■ STATED EXERCISE: Copy out, without alteration, the lines of the records starting at the one containing "Looking at the photo above, is there any finger" and ending at the one containing "[143,41,290,91]", including both of those lines.

Begin DATASET ENTRIES

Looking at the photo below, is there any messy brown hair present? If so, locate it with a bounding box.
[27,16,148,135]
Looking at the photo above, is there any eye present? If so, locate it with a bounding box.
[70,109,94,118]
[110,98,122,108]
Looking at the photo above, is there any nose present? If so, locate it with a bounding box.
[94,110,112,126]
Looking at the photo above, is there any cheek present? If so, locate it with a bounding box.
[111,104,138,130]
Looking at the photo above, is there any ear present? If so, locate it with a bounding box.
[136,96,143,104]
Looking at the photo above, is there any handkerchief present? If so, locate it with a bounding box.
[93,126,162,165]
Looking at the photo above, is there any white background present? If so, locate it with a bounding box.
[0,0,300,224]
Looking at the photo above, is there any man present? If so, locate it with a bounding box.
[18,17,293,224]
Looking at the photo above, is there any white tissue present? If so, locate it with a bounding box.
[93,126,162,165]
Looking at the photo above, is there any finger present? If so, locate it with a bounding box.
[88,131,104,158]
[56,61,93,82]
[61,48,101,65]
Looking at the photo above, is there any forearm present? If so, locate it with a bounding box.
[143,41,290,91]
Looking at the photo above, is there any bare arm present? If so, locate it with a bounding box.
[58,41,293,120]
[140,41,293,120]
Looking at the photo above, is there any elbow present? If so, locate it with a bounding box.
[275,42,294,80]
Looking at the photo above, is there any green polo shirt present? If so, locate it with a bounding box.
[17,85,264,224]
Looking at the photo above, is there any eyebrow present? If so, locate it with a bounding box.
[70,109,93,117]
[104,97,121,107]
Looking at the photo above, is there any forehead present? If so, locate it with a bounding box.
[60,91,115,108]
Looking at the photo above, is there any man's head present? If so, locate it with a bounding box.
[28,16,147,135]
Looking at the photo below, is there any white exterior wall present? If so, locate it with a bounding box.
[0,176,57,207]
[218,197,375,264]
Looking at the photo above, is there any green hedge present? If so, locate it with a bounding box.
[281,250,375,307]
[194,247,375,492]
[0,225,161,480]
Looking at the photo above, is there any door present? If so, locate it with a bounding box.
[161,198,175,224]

End DATASET ENTRIES
Begin DATASET ENTRIES

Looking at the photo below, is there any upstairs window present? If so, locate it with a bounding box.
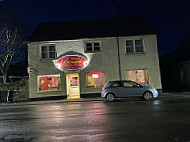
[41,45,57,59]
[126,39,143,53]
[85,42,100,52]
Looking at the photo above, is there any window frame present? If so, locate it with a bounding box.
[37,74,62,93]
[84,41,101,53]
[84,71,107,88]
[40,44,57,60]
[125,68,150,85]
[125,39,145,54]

End DATASET ENTRIES

■ WRITTEN SOLUTION:
Looking at the photo above, is there any finger present? If so, locate it with a bounding box.
[88,131,104,158]
[56,61,93,82]
[61,48,101,65]
Looking at the photo above, is there any forearm present? If so, locate it with a bounding box.
[143,41,290,91]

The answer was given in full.